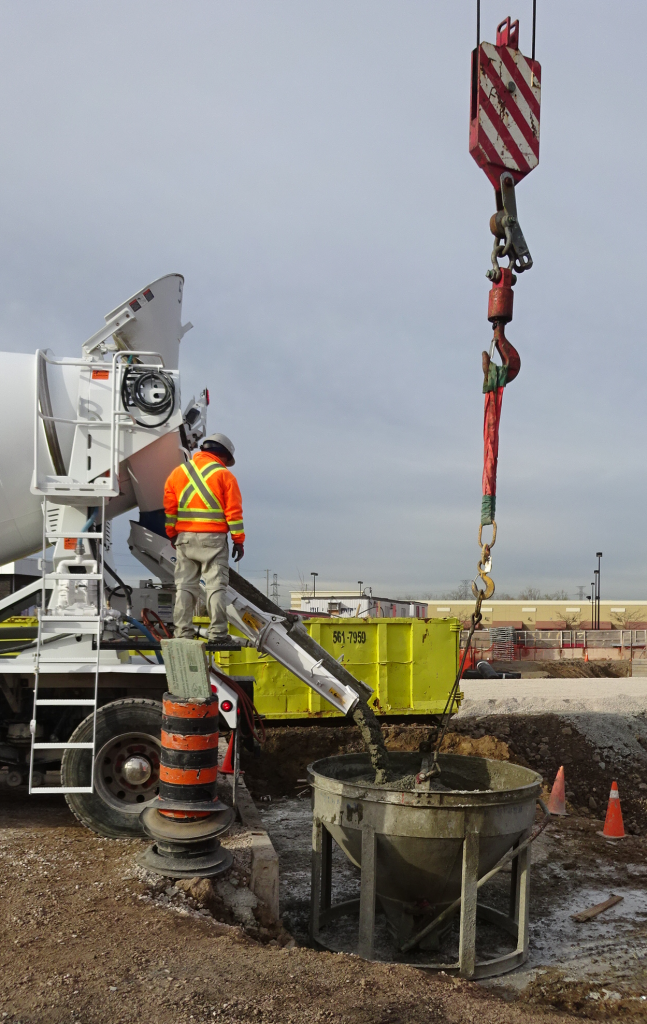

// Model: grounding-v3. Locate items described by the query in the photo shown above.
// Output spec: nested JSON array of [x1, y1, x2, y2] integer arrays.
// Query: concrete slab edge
[[220, 776, 279, 921]]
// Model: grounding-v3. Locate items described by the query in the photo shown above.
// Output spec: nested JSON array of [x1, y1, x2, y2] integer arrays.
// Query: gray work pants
[[173, 531, 229, 640]]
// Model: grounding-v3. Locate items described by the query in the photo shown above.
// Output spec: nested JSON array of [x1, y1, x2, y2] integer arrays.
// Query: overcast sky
[[0, 0, 647, 599]]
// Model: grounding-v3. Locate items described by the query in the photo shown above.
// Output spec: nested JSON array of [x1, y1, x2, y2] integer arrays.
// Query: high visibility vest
[[177, 462, 226, 529]]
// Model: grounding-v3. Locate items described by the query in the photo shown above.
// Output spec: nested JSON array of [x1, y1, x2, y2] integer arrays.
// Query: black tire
[[60, 697, 162, 839]]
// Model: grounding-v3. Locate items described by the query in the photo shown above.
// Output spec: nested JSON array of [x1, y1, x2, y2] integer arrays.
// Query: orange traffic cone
[[220, 729, 234, 775], [548, 765, 566, 814], [600, 782, 627, 839]]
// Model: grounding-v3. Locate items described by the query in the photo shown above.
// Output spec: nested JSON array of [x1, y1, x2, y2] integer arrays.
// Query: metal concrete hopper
[[308, 753, 542, 977]]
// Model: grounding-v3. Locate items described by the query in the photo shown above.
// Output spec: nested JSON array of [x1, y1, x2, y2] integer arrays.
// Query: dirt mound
[[534, 658, 632, 679], [243, 715, 647, 835]]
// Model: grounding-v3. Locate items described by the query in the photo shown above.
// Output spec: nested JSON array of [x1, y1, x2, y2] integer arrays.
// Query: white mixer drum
[[0, 352, 53, 565]]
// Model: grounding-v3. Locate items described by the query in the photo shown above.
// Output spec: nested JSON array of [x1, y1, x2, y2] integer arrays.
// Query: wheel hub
[[122, 754, 153, 785], [94, 732, 160, 814]]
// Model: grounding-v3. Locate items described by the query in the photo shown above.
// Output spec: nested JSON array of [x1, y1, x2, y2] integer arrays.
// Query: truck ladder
[[29, 497, 105, 794]]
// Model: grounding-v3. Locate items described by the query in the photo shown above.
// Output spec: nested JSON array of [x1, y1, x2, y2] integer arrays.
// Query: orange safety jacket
[[164, 452, 245, 544]]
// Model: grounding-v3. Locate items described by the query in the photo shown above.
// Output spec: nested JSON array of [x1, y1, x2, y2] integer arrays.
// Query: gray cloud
[[0, 0, 647, 597]]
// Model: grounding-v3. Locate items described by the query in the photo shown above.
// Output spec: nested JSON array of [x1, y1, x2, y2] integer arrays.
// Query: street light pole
[[589, 583, 596, 630]]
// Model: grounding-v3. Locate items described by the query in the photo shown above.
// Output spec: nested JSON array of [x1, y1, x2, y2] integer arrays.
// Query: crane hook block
[[487, 267, 515, 324], [470, 17, 542, 190]]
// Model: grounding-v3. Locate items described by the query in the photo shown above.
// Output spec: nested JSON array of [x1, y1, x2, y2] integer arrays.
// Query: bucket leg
[[310, 818, 327, 941], [508, 840, 520, 923], [319, 825, 333, 912], [357, 826, 377, 959], [517, 846, 532, 952], [459, 831, 479, 978]]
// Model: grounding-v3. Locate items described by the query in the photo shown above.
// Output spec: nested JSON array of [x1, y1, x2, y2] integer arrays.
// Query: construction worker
[[164, 434, 245, 649]]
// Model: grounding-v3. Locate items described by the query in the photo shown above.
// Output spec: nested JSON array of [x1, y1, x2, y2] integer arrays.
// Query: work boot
[[207, 633, 241, 650]]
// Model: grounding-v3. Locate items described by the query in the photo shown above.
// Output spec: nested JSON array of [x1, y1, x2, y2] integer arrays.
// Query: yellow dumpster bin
[[214, 618, 461, 720]]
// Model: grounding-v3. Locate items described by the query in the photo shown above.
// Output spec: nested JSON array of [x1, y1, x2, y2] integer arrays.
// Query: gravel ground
[[262, 799, 647, 1020], [0, 790, 576, 1024], [457, 677, 647, 718]]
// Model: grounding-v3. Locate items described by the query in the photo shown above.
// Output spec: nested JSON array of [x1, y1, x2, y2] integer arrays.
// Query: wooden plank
[[571, 895, 624, 921]]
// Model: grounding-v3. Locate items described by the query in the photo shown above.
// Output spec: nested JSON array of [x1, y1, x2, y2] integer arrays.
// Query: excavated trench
[[243, 712, 647, 1020]]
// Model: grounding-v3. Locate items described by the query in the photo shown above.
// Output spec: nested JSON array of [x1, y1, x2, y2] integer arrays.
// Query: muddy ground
[[242, 715, 647, 835], [0, 715, 647, 1024], [0, 790, 574, 1024], [492, 657, 632, 679]]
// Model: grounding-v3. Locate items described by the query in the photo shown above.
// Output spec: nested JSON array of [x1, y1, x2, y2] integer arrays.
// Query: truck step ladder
[[29, 497, 105, 794]]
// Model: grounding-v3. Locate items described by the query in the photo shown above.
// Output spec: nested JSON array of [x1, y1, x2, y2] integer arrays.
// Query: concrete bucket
[[308, 754, 542, 978]]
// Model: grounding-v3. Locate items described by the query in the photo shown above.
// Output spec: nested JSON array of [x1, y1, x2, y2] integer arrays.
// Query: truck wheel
[[60, 697, 162, 839]]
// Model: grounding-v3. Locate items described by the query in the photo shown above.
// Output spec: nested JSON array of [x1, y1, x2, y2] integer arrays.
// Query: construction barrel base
[[137, 693, 235, 878]]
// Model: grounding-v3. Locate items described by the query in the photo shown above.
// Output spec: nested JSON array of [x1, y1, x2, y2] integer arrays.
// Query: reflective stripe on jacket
[[164, 452, 245, 544]]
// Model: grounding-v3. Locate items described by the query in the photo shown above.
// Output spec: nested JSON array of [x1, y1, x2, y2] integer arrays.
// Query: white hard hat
[[203, 434, 235, 466]]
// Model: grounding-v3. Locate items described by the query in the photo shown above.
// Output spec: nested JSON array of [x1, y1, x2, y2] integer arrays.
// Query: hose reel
[[121, 365, 175, 428]]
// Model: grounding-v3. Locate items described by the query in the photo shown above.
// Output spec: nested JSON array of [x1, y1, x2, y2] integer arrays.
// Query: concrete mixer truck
[[0, 274, 372, 837]]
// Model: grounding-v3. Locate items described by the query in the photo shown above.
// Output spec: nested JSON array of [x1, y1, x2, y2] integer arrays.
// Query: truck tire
[[60, 697, 162, 839]]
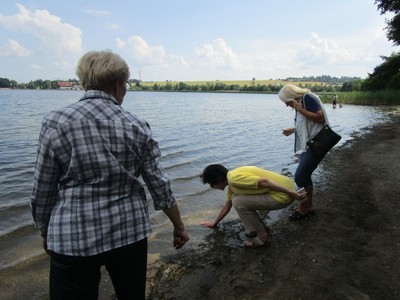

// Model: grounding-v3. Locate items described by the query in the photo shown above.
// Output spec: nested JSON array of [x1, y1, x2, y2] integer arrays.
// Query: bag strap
[[301, 93, 330, 141]]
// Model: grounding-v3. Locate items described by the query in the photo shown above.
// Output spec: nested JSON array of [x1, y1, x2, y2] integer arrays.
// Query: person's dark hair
[[200, 164, 228, 185]]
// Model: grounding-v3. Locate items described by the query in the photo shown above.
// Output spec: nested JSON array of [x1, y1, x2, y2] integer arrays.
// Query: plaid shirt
[[31, 91, 176, 256]]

= = =

_OBJECTIVE_
Reproduce every line of the items above character for character, leaving out the pictures.

_SOLUTION FOR THIS TASK_
// Model: grounding-v3. Locate items described by the query in the photo shown above.
// Output spec: nested JSON array of [x1, y1, x2, y2] integer arrays.
// Query: concrete slab edge
[[220, 776, 279, 921]]
// Model: grounding-v3. Locate items described by the query in the photo shown above.
// Output spec: nested JSON array of [x1, y1, x2, y2] integer arrays.
// Query: gray work pants
[[173, 531, 229, 640]]
// Model: grounding-v3. Locate items described by the query in the photo shown above.
// Output spec: nested JSON array of [x1, y1, x2, y2] integer arrays.
// Query: overcast sky
[[0, 0, 647, 599]]
// Model: grounding-v3. Locate items described by the query in the photo shown above.
// Output spec: nested JSON array of [x1, y1, x2, y2] integer arrays.
// Query: high visibility vest
[[177, 462, 226, 529]]
// Model: grounding-v3. Locate items described by the query in the photo shown above.
// Output spec: nested JSON array of [x1, y1, x2, y2] integer arrays.
// Query: black tire
[[60, 697, 162, 839]]
// Model: grounding-v3. Locate items described by the query in the photo shown above.
// Output spec: nested JSON array of [x1, y1, x2, y2] integer arrays.
// Query: orange traffic cone
[[220, 729, 234, 775], [548, 765, 566, 814], [600, 782, 627, 839]]
// Model: grounding-v3. Locate items described by the query in the photo shown above.
// Output spec: nested JSON array of [x1, y1, x2, y2] integer arrays.
// Query: metal concrete hopper
[[308, 753, 542, 977]]
// Model: grounding-v3. Locate items described by the query in the photo shown above.
// Output spec: nested JSON array of [x1, y1, x2, y2] integer arrays.
// Query: dirt mound
[[534, 658, 632, 679], [243, 715, 647, 835]]
// Model: grounding-v3. Locate items described by the query in the photo shown above.
// Output spec: nested JSON array of [x1, y1, x2, y2] integer arrays.
// Query: white mixer drum
[[0, 352, 53, 565]]
// Model: grounding-v3. Locate items described by the query in the photo shown above.
// Output spec: nested JSON array of [x1, y1, x2, y2] integer arrays.
// Query: wheel hub
[[122, 754, 153, 785], [94, 732, 160, 814]]
// Model: grounding-v3. Locate items described by the query in the photo shown above.
// Output spec: nested JSON array of [x1, y1, x2, y2] integer arrays.
// Query: truck ladder
[[29, 497, 105, 794]]
// Model: grounding-v3. Locate items described by the query in the photo shown above.
// Output spec: nested JSON array of [x1, y1, x2, y2] integer arrays.
// Query: orange safety jacket
[[164, 452, 245, 544]]
// Model: grounding-v3. Locate items described by the query in the photo shown above.
// Output spec: nested JSON array of [x1, y1, x2, y2] integer arrays.
// Query: gray cloud
[[0, 0, 647, 597]]
// Model: grounding-v3. Locate items described by the query in the photo shown above.
// Output spec: nested JSON array of [x1, y1, x2, y2] integer arrays.
// Query: street light pole
[[589, 583, 596, 630]]
// Model: grounding-v3. Locate items described by the query in the photo shown above.
// Output spec: nested JSON array of [x1, y1, x2, y2] integer arrays.
// Query: crane hook block
[[487, 267, 515, 324], [470, 17, 542, 190]]
// Model: grounding-v3. Locate items described by the query in the photo shown above.
// Output spec: nested JSON array of [x1, y1, x2, y2] integer arrays.
// Query: bucket leg
[[310, 818, 327, 941], [508, 840, 520, 923], [319, 825, 333, 912], [357, 826, 377, 959], [517, 846, 532, 952], [459, 831, 479, 978]]
// Model: grounding-v3. Locate items described by the query in the photo shown above.
// Output spec: nested JSON array of [x1, y1, x2, y2] integer arrays.
// Query: construction worker
[[164, 434, 245, 649]]
// Model: grounding-v3. Locate items described by the query in the photo shown above.
// Output spec: nested JSON array of [x1, y1, x2, y2] integer arrays.
// Query: work boot
[[207, 633, 241, 650]]
// Model: grounding-v3. Locate items described by the query in the photo shown above.
// Output spec: nested JSON array of [x1, y1, x2, y2] integer arrays.
// Query: yellow dumpster bin
[[214, 618, 461, 720]]
// Model: grounding-v3. Locate items described by the query in the photo shown above.
// Output spec: nested JSON array of [x1, y1, x2, y2] integer arrays.
// Query: gravel ground
[[262, 799, 647, 1020], [0, 790, 576, 1024], [457, 677, 647, 718]]
// Model: grounding-v3. Locate items described by the query in the photo shown above.
// Output spec: nested JSON array of [x1, y1, x2, y2] integer arrays.
// Query: wooden plank
[[571, 895, 624, 921]]
// Model: grounding-v3. Locate items described by the query in the photo shown above.
// Output spec: nested JSON array of [x1, y1, x2, y2] integer arrays.
// Query: excavated trench
[[243, 712, 647, 1020]]
// Model: grounding-v3. Locate items described by the query in the photo shown above.
// Output spec: nested JSON array of [x1, y1, x2, y2] integer arrays.
// Query: muddy ground
[[242, 715, 647, 835], [0, 715, 647, 1024], [0, 790, 574, 1024], [492, 657, 632, 679]]
// Model: grounding-v3. Locate items described by the query in the photo shown above.
// Output spec: nested JSON array of [x1, y1, x2, y2] integer arrays.
// Query: truck step ladder
[[29, 497, 105, 794]]
// Model: grounding-v3. Locate items described by the query in the photo shown above.
// Output spec: nested JSON array of [x1, y1, x2, y2] integer arrays.
// Query: concrete bucket
[[308, 754, 542, 978]]
// Model: grounding-v3. Locate items described by the query in the photo shown above.
// Output spec: nested JSON array of [x1, y1, x2, y2] integer arrays.
// Query: truck wheel
[[60, 697, 162, 839]]
// Model: grounding-v3. Locate items described by the query in the photo shown above.
// Output spec: nested JSON array of [x1, y1, x2, y2] integer arrays.
// Query: construction barrel base
[[137, 693, 235, 878]]
// Model: grounding-v3. Locate items described by the query in the photo shown above.
// Output spec: nested JSON array of [x1, y1, x2, y2] integer arrays.
// Query: reflective stripe on jacket
[[164, 452, 245, 544]]
// Model: grounding-v3. Locate items described by the query in the photo shown above.
// Output spec: nested JSON array of [x1, y1, x2, y2] integer arrays.
// Query: white hard hat
[[203, 434, 235, 466]]
// Model: grounding-v3. Locate items described by the query in the photo shown above.
// Output spec: nested JSON array of [x1, y1, x2, y2] integer arrays.
// Query: hose reel
[[121, 365, 175, 428]]
// Model: grounding-v3. Locate items described by the query in the photo shown above.
// Output spec: nested JSON array of [x1, y1, x2, y2] integer arrays.
// Query: concrete mixer truck
[[0, 274, 372, 837]]
// Model: grounding-v3. Locate items described by the query in the photo shown above.
// Output spec: nested JSON array of [x1, y1, x2, y2] integer arrays.
// Query: truck tire
[[60, 697, 162, 839]]

// Model: grounding-v3. Locate items described by the query in the photo shown above.
// Output spec: nested JSON array of [x1, y1, x2, y2] integer arrays.
// Query: bag strap
[[301, 93, 330, 141]]
// Model: grounding-v3. Locate items described by the query in the photo shown above.
// Output spec: nested JSON array of [x1, y1, x2, y2] integer arrays.
// Query: person's dark hair
[[200, 164, 228, 185]]
// Model: grounding-v3. Locate items described by the query in the photo shown above.
// Output spec: nested JSON array of [x1, y1, x2, y2] integer arrays.
// Query: plaid shirt
[[31, 91, 176, 256]]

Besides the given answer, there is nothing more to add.